Task prompt –
Check each line of the material that follows, and copy those holding the string "below".

*** Opening Data under study ***

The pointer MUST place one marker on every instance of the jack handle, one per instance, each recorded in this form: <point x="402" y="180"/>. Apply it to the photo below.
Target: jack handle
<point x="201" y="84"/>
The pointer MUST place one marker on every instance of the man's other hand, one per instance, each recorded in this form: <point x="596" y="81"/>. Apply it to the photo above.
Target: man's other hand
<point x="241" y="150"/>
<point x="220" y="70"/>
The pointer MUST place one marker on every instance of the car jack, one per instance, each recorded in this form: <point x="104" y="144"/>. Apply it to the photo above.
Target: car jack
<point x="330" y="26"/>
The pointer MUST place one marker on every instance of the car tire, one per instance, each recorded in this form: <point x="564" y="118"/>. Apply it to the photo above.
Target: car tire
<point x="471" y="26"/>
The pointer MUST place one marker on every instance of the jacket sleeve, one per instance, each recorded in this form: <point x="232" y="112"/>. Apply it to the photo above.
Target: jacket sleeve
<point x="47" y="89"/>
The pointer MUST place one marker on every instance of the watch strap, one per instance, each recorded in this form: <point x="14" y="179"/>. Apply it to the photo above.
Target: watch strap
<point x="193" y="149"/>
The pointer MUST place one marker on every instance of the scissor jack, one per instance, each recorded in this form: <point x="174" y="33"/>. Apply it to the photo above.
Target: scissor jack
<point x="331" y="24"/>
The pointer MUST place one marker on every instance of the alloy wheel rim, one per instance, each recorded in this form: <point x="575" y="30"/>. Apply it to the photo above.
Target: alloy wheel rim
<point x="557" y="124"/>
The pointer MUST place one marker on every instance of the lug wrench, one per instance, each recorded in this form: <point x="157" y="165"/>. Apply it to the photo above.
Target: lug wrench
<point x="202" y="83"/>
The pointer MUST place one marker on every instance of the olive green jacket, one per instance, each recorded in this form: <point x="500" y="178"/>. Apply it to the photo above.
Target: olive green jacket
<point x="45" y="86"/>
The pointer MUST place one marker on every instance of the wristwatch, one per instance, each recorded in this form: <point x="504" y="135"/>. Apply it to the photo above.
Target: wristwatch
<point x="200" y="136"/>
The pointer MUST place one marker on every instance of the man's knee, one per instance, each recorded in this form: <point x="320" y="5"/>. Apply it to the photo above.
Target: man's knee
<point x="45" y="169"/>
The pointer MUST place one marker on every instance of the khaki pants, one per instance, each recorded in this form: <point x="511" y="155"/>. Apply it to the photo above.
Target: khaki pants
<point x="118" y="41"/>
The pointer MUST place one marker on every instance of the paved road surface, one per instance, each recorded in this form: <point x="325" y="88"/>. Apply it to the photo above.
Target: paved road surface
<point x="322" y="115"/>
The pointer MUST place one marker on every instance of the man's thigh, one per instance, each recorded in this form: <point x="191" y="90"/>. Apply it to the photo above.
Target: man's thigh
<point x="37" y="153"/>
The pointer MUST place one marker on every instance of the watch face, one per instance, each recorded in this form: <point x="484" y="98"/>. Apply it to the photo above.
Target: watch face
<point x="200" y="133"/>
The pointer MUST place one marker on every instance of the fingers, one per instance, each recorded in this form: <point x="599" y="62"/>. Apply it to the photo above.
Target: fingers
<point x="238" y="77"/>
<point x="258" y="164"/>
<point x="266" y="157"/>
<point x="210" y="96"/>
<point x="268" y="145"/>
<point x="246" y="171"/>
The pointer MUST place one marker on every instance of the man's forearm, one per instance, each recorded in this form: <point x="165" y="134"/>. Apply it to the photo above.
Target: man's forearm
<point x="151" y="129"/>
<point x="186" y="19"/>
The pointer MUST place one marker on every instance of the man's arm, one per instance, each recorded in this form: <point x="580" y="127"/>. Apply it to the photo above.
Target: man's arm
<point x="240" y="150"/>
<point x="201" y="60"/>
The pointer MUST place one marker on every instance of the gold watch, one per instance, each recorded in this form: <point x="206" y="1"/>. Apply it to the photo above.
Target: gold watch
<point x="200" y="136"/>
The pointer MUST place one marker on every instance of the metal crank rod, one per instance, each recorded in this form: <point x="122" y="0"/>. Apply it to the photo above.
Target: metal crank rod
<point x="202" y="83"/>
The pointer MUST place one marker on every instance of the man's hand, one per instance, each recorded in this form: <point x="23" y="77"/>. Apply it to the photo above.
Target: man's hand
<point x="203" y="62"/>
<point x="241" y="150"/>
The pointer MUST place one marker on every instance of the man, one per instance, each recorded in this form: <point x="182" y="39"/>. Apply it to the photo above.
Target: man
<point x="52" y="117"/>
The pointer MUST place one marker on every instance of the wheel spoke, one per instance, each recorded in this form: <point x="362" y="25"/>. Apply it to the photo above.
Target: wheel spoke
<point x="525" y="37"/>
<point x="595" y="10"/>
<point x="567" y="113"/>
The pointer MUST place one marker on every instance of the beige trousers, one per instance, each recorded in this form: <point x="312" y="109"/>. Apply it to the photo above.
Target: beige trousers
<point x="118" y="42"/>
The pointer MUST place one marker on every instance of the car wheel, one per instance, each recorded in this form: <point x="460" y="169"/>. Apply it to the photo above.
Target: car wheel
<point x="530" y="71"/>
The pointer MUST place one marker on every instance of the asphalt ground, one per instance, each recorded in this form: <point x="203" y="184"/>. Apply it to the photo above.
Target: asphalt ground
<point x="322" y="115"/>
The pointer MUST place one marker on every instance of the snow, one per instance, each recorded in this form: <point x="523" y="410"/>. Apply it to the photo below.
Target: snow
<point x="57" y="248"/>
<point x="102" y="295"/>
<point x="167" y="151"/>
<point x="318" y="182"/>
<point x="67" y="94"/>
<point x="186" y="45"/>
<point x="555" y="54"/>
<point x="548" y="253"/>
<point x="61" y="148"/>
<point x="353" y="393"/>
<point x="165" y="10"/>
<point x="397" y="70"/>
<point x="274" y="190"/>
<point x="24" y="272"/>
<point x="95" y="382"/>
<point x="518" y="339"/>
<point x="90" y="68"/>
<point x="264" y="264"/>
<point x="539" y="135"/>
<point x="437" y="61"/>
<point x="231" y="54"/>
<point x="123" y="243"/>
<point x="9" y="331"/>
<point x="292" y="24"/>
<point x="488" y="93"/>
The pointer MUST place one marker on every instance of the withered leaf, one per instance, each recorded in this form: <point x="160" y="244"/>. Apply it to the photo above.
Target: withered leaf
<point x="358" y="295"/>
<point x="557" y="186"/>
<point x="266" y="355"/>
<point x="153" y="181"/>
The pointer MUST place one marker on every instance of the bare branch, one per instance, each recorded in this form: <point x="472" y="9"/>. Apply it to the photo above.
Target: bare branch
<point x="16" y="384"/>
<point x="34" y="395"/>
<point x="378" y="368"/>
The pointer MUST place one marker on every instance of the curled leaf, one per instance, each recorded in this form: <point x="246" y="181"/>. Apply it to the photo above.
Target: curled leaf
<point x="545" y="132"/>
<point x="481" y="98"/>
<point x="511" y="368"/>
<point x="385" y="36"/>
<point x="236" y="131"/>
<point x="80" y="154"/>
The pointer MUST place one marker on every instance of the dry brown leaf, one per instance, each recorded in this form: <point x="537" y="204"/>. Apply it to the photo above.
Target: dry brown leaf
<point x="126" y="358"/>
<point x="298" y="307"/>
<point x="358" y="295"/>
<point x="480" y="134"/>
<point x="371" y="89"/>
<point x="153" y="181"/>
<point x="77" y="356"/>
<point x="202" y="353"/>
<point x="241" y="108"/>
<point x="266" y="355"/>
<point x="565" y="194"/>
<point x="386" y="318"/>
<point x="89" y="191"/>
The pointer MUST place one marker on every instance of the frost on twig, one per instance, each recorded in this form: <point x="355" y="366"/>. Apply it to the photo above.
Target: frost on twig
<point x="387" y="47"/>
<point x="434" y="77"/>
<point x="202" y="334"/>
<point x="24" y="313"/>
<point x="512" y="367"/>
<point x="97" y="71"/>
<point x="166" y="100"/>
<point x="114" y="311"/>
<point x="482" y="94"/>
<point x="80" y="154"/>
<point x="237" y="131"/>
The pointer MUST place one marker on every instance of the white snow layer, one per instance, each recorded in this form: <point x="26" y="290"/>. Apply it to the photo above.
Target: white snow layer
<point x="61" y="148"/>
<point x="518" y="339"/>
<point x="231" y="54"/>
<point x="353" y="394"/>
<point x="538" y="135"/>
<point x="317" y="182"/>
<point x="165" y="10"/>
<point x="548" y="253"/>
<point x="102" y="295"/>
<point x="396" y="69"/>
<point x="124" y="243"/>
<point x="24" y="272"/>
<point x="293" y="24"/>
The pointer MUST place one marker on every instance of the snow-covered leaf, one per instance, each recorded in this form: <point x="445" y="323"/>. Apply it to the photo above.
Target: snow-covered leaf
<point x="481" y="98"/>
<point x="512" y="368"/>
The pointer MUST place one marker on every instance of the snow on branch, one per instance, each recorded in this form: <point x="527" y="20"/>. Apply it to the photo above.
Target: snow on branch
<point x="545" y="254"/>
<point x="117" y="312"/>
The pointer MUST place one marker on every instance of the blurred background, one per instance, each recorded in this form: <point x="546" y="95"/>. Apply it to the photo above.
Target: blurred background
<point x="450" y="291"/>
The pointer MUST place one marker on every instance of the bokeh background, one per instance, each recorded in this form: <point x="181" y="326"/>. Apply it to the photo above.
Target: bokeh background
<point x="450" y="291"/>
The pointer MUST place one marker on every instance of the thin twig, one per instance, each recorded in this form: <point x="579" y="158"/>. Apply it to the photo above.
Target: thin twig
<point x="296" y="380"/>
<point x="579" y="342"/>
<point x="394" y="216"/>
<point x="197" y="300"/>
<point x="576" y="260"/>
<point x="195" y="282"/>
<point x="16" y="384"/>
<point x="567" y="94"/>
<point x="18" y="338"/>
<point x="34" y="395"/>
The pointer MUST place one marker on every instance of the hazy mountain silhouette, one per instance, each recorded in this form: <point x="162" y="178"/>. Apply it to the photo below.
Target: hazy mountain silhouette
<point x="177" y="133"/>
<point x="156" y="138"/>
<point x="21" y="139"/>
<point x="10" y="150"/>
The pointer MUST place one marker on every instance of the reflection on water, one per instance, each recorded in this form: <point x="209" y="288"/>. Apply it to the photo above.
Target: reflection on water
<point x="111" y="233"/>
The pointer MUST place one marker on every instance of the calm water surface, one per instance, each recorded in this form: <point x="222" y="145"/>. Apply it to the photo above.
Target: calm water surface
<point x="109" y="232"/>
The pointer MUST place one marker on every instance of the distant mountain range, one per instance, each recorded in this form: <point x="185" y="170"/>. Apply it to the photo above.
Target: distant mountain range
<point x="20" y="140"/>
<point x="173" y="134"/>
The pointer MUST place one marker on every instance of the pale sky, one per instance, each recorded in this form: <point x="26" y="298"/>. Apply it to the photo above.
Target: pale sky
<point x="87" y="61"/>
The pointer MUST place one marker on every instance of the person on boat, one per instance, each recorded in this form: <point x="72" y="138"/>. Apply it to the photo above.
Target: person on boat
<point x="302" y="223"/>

*** Closing Data under study ***

Solution –
The pointer MUST place one marker on every instance of the jack handle, one per instance, each recorded in this form: <point x="402" y="180"/>. Apply it to the photo below.
The pointer MUST place one marker on every instance of the snow, one per instance, each recorded in this form: <point x="523" y="410"/>. Apply it to the photo below.
The pointer MUST place one marker on every instance of the hazy mountain silhouette, one per instance, each recorded in this form: <point x="162" y="178"/>. Apply it to the photo below.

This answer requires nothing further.